Point placement records:
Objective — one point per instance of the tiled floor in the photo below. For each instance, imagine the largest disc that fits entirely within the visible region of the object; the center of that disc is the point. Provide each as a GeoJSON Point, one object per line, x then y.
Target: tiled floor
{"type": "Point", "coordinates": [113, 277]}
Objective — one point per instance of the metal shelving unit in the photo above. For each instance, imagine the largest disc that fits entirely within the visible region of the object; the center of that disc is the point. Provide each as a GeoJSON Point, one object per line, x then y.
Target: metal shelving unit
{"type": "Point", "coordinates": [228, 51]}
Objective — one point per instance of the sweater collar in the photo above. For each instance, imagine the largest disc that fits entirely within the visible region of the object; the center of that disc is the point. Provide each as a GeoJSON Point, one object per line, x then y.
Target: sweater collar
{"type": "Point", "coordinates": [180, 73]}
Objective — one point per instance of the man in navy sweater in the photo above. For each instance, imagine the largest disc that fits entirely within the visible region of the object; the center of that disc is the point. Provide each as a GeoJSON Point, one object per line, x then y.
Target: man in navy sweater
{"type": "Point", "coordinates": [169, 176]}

### Task to complete
Transcribe the full listing above without leaving anything out.

### Exercise solution
Objective — one point per instance of the tiled floor in the photo below. For each instance, imagine the largest disc that fits entirely within the visible region of the object; the center of that disc is the point. Provide each as a GeoJSON Point, one object per line, x then y.
Target: tiled floor
{"type": "Point", "coordinates": [113, 277]}
Objective — one point per instance of the metal shelving unit in the photo above. For each instance, imagine the largest disc that fits entirely within the visible region of the object; the center of that disc is the point. Provide each as a GeoJSON Point, one object per line, x then y.
Target: metal shelving unit
{"type": "Point", "coordinates": [228, 51]}
Objective — one point per instance of the sweater collar in the photo above. For each instance, imagine the largest disc that fits entirely within the visible region of the object; the center of that disc is the point. Provide each as a GeoJSON Point, one object per line, x then y.
Target: sweater collar
{"type": "Point", "coordinates": [180, 73]}
Objective — one point per instance of the man in navy sweater in the photo above. For each instance, imagine the largest disc that fits entirely within the visible region of the object; the center of that disc is the point. Provide each as a GeoJSON Point, one object per line, x then y.
Target: man in navy sweater
{"type": "Point", "coordinates": [169, 176]}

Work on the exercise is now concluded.